TEXT BLOCK:
Monday, August 27, 2007

Minotaur by Barbara Vine

It is nice to find a book that catches me off guard; one that casts a spell within the first chapter, enticing me to keep reading. the Minotaur proved to be such a book.

When I woke early Saturday morning I finished one book and reach to the stack to find the next entry on my "must read" list. It was the Minotaur. I don't remember getting this book. I didn't remember anything about the book. Based upon the book cover, I honestly wasn't sure why I picked the book as I am a bit leery of mysteries set in the English countryside. (There are some great books based in England, but there are some that I don't like as well). I will usually give each book in my stack a chance. I am very glad I did.

The Minotaur caught me off guard. I read the entire book on Saturday. I simply had to find out what happened. The twists and tangles of this book are subtle with more attention being given to the psyche of the characters than on violence (of which there is extremely little for a thriller/mystery)

Kerstin Krist travels to England to spend a year working for John Cosway at his family home, Lydstep Old Hall in rural Essex. John was diagnosed with childhood schizophrenia. IN order to "control" him, the family doctor and his mother have him kept under heavy sedation. Kerstin is brought in to the house to accompany John on his walks. She quickly finds herself in the midst of a house of cards, fragile and ready to collapse.

WHAT YOU NEED TO DO:
[1] In the Minotaur review, why was the reviewer unsure about having picked the book? Please answer in one to three sentences.
[2] Quote from the Minotaur review the part that opens with the words containing "It is nice to" and closes with "such a book.".
[3] Write what comes next in the Minotaur review, starting after its last sentence.
The lines after this review come from a separate source.

LISTED ENTRIES:
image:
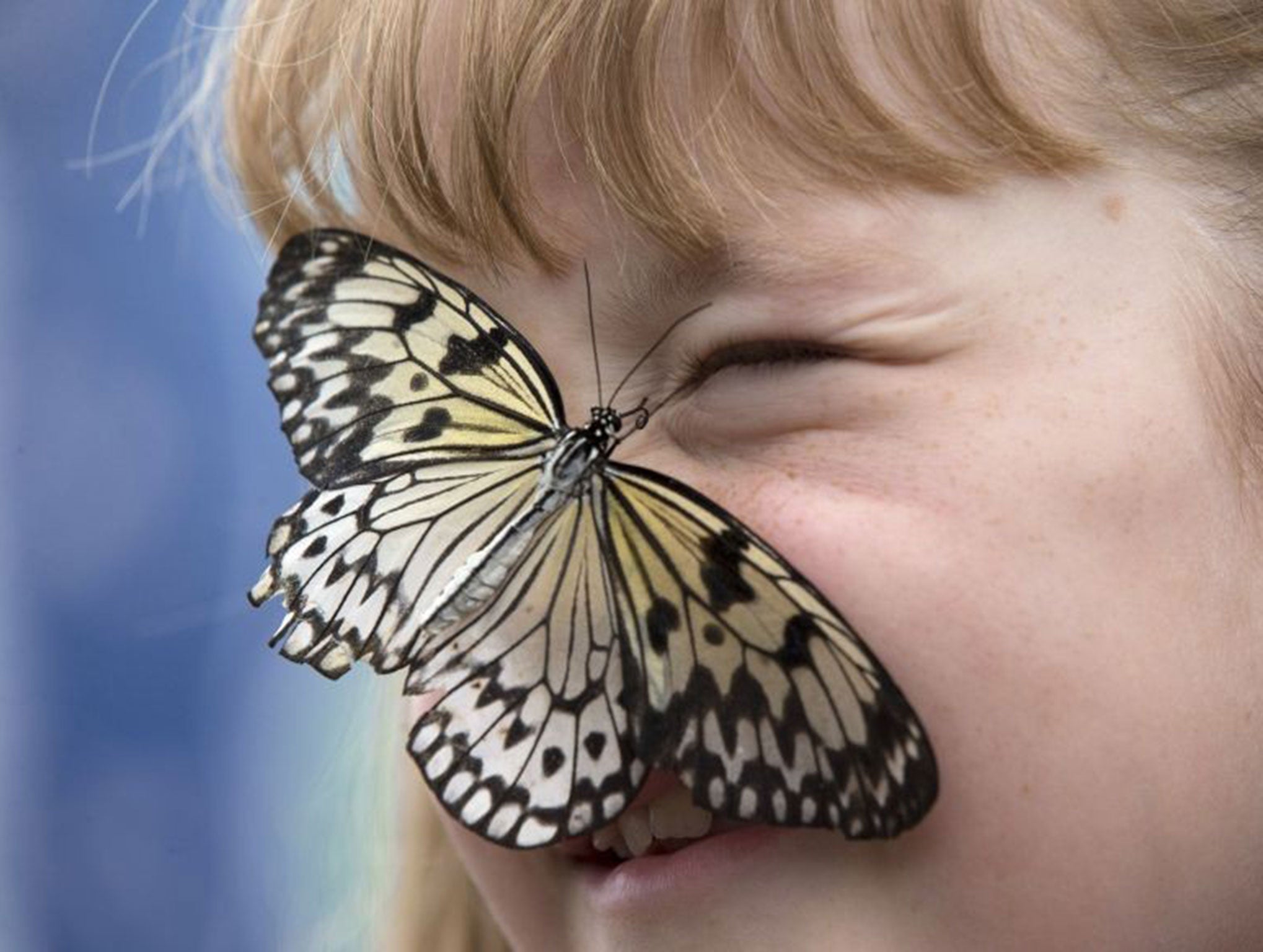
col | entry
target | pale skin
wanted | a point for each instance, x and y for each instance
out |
(1008, 474)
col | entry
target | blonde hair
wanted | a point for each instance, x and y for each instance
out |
(323, 123)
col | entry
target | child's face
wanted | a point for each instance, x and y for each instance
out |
(1011, 480)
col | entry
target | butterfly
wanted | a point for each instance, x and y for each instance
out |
(579, 620)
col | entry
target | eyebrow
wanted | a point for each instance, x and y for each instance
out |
(670, 284)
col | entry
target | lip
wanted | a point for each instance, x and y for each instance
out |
(705, 866)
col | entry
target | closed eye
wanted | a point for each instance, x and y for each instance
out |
(757, 354)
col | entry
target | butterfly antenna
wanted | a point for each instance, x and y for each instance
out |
(591, 328)
(656, 345)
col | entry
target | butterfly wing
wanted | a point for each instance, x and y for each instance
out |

YOUR WRITTEN ANSWERS:
[1] Judging by the cover, it looked like a mystery set in the English countryside, and the reviewer is a bit leery of those. Some books set in England are great, but the reviewer doesn't like others.

[2]
It is nice to find a book that catches me off guard; one that casts a spell within the first chapter, enticing me to keep reading. the Minotaur proved to be such a book.

[3]
The story is told through Kerstin's eyes - flashing between the 1990's (now) and the 1960's, when the incidents occurred. Through Kerstin's eyes, the reader explores the varying relationships, power plays, personalities, and the shadows that play throughout the plot. As family secrets are revealed, the plot twists, and the wind blows shifting the ground upon which the house is built.

Is John truly suffering from schizophrenia? Does he commit the acts of which he is so quickly accused? What motives drive the actions of each character? Will there be a happy ending? Can there be a happy ending?

Vine did a wonderful job with this book - just enough to tell the story while leaving some out for the reader to envision. The story is well told, characters are well developed, and the plot offers enough to hold ones attention.

1 comment:

Airam said...

I love books that catch you off gaurd like that and want to make you keep reading until the end in one take. Thanks for the suggestion!